** Supplied text **

Question

Arrange $\left[Fe\right(CN{)}_6{]}^{4-}$, $\left[Fe\right(CN{)}_6{]}^{3-}$, $\left[Ni\right(CN{)}_4{]}^{2-}$ and $\left[Ni\right(H_{2}O{)}_4{]}^{2+}$ in increasing order of magnetic moment.

• A. $\left[Ni\right(H_{2}O{)}_4{]}^{2+}$ < $\left[Fe\right(CN{)}_6{]}^{4-}$ = $\left[Ni\right(CN{)}_4{]}^{2-}$ < $\left[Fe\right(CN{)}_6{]}^{3-}$
• B. $\left[Fe\right(CN{)}_6{]}^{4-}$ < $\left[Fe\right(CN{)}_6{]}^{3-}$ = $\left[Ni\right(CN{)}_4{]}^{2-}$ < $\left[Ni\right(H_{2}O{)}_4{]}^{2+}$
• C. $\left[Fe\right(CN{)}_6{]}^{4-}$ = $\left[Ni\right(CN{)}_4{]}^{2-}$ < $\left[Fe\right(CN{)}_6{]}^{3-}$ < $\left[Ni\right(H_{2}O{)}_4{]}^{2+}$
• D. $\left[Fe\right(CN{)}_6{]}^{4-}$ < $\left[Fe\right(CN{)}_6{]}^{3-}$ < $\left[Ni\right(CN{)}_4{]}^{2-}$ = $\left[Ni\right(H_{2}O{)}_4{]}^{2+}$

Answer 1

The correct option is C $\left[Fe\right(CN{)}_6{]}^{4-}$ = $\left[Ni\right(CN{)}_4{]}^{2-}$ < $\left[Fe\right(CN{)}_6{]}^{3-}$ < $\left[Ni\right(H_{2}O{)}_4{]}^{2+}$

In ${\left[Ni{\left(H_{2}O\right)}_4\right]}^{2+}$, there are unpaired electrons due to the unpairing of weak ligand $H_{2}O$. These electrons make d-d transition, hence, paramagnetic.

** Exercise instructions **
**1.** Answer these from the magnetic moment question:
(a) In what order are the complexes to be arranged?
(b) Which option letter does the answer give as correct?
(c) Which ligand does the answer call weak?
**2.** Please quote the magnetic moment question word for word, starting at "The correct option" and ending at "transition, hence, paramagnetic.".

** Information shown **

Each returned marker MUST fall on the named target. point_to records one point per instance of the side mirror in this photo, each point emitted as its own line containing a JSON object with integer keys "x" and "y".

** Outputs in order **
**1.**
(a) Increasing order of magnetic moment
(b) C
(c) H₂O

**2.**
The correct option is C $\left[Fe\right(CN{)}_6{]}^{4-}$ = $\left[Ni\right(CN{)}_4{]}^{2-}$ < $\left[Fe\right(CN{)}_6{]}^{3-}$ < $\left[Ni\right(H_{2}O{)}_4{]}^{2+}$

In ${\left[Ni{\left(H_{2}O\right)}_4\right]}^{2+}$, there are unpaired electrons due to the unpairing of weak ligand $H_{2}O$. These electrons make d-d transition, hence, paramagnetic.